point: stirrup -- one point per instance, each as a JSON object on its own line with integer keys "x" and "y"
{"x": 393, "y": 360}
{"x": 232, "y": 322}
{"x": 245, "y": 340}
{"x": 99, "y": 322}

━━━━━━━━━━━━━━━━━━━━━━━━━━━━━━

# PROBLEM:
Rewrite the records, replacing "stirrup" with "saddle" and leaving everything else unchanged.

# THE RESULT:
point: saddle -- one point per instance, each as a JSON object on its own line with integer keys "x" and "y"
{"x": 393, "y": 360}
{"x": 232, "y": 322}
{"x": 245, "y": 340}
{"x": 99, "y": 322}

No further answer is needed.